Cancellation and revival
On January 15, 2013, Lifetime announced that despite the cliffhanger at the end of season four, that would be the final season of Drop Dead Diva. Lifetime's decision to cancel the expensive drama came after the cable network approached producer Sony Pictures Television for cost-cutting options to continue with the series. Despite the cancellation, ratings for the season-four finale marked a season high, with 2.76 million viewers.  However, a month and a half after Lifetime cancelled the series, the cable network signed a deal with producer Sony Pictures TV to bring the show back for a fifth season.  The decision to bring back the series suggests that the two sides had reached a new, more cost-effective agreement.

Episodes

Reception

Critical response
Drop Dead Diva holds a score of 68 out of 100 on Metacritic, based on 12 reviews by critics for the first season. Writing for the Los Angeles Times, Mary McNamara praised Josh Berman for the series, saying: "Berman produces a deft juggling trick of heart and humor, balancing Deb's shallowness with some solid common sense and Jane's inadequate self esteem with kindness and legal brilliance." She added describing the series itself as "a lot of fun to watch". The New York Times Alessandra Stanley commented: "while the presumption that a woman can be either brainy or beautiful, or in this case, good or thin, but not both, is a bit primitive, the series has humor and charm beneath its facile message, in large part (no disrespect intended) to a subtle, winning performance by Ms. Elliott." Brian Lowry of Variety was less enthusiastic about the series, commenting: "Granted, there's much to be said for a program featuring a smart, plus-sized heroine in today's rail-thin TV world, but "Diva" under nourishes its premise amid a sea of legal-procedural banalities." He went on to state that "the epiphanies come a little too easily, and the legal triumphs predicated on knowledge of posing are a little too "Legally Blonde."" New York Daily News David Hinckley, gave the premiere two out of five stars, describing Drop Dead Diva as "still feeling like a pasted-together assortment of ideas and plot lines from productions past." However, on a more positive note he stated that "this could turn out to be the TV equivalent of a good old-fashioned summer beach read."

____

• **Aim**:
Name every critic whom the Drop Dead Diva passage quotes, along with the publication each one wrote for.

• **Collected material**:
____

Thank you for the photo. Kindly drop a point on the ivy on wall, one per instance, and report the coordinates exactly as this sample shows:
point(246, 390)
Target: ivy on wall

____

• **Output for this task**:
- Mary McNamara, Los Angeles Times
- Alessandra Stanley, The New York Times
- Brian Lowry, Variety
- David Hinckley, New York Daily News